Exercise task:
Transcribe each of the lines below verbatim, with every character, bracket, and punctuation mark unchanged.

Provided records:
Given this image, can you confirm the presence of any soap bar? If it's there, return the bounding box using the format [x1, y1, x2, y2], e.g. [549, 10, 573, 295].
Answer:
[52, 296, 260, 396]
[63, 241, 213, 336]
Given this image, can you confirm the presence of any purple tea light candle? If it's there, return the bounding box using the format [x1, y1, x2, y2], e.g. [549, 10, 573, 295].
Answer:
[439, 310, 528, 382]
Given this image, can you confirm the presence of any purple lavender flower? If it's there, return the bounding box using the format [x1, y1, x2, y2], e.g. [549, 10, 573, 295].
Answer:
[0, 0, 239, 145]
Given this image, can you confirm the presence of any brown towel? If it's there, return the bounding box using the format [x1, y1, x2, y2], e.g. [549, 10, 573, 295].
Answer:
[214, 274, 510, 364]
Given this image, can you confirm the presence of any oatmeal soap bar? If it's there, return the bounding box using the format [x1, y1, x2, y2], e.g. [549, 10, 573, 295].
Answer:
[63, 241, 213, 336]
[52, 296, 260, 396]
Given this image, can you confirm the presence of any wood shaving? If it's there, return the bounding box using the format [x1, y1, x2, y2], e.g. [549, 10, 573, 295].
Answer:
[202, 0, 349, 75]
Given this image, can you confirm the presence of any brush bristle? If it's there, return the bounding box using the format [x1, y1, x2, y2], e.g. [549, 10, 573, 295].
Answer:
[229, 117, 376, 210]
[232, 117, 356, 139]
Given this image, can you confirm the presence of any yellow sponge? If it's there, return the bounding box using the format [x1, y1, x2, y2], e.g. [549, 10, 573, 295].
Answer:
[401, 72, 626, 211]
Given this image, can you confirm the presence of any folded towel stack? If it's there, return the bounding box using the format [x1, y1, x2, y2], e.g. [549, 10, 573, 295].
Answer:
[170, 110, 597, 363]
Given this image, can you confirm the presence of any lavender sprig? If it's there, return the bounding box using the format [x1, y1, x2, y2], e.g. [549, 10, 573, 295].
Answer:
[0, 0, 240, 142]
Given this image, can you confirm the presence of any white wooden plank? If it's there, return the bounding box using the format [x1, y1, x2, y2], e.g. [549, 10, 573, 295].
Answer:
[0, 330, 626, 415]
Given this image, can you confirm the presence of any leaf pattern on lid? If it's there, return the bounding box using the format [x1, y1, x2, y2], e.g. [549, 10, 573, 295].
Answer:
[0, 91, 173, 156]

Response below:
Given this image, can you confirm the presence of any soap bar? If it's there, return the bounding box using the format [x1, y1, x2, y2], e.g. [549, 10, 573, 295].
Answer:
[52, 296, 260, 396]
[63, 241, 213, 336]
Given this image, can you confirm the presence of any purple tea light candle? If it's there, return the bounding box using the format [x1, y1, x2, y2], e.g. [549, 10, 573, 295].
Answer:
[439, 310, 528, 382]
Given this image, can you confirm the presence of any purple lavender flower? If it's there, return the bounding box using the format [x1, y1, x2, y2], e.g. [549, 10, 573, 295].
Answer:
[0, 0, 239, 145]
Given this image, can you confirm the presence of any brown towel? If it's there, return the bounding box using the format [x1, y1, x2, y2], e.g. [549, 10, 573, 295].
Answer:
[214, 274, 510, 364]
Given this image, can you confirm the presence of any oatmeal soap bar? If it's there, return the bounding box using the format [x1, y1, x2, y2], e.g. [549, 10, 573, 295].
Answer:
[63, 241, 213, 336]
[52, 296, 260, 396]
Given this image, can you confirm the presence of any wood shaving? If it's there, return the bounding box using the format [x1, y1, x2, y2], e.g. [549, 10, 573, 295].
Answer:
[202, 0, 349, 75]
Given this image, can you confirm the presence of any brush bristle? If it's there, return the bounding box using the format [x1, y1, x2, y2], e.g. [549, 10, 573, 295].
Answer:
[229, 117, 376, 210]
[232, 117, 356, 139]
Given this image, can you confirm the presence of any yellow sponge? If it's there, return the bounding box using the format [x1, y1, x2, y2], e.g. [549, 10, 573, 295].
Answer:
[401, 72, 626, 211]
Given this image, can you confirm the presence of any folded towel stack? If it's there, return the bounding box using the format [x1, y1, x2, y2], e.g. [549, 10, 573, 295].
Answer:
[170, 110, 597, 363]
Given this image, can you confirm the presence of any lavender sprig? If it's there, return the bounding box using the format [x1, y1, x2, y2], e.g. [549, 10, 573, 295].
Answer:
[0, 0, 240, 142]
Given this image, can you confirm the presence of any white wooden plank? If it's there, return the bounding box using the format [x1, y1, x2, y2], e.g. [549, 10, 573, 295].
Answer:
[0, 330, 626, 415]
Given this image, can you confirm the presence of any leaf pattern on lid? If it's there, return the bounding box using the format [x1, y1, x2, y2], e.g. [549, 10, 573, 295].
Answer:
[0, 91, 173, 156]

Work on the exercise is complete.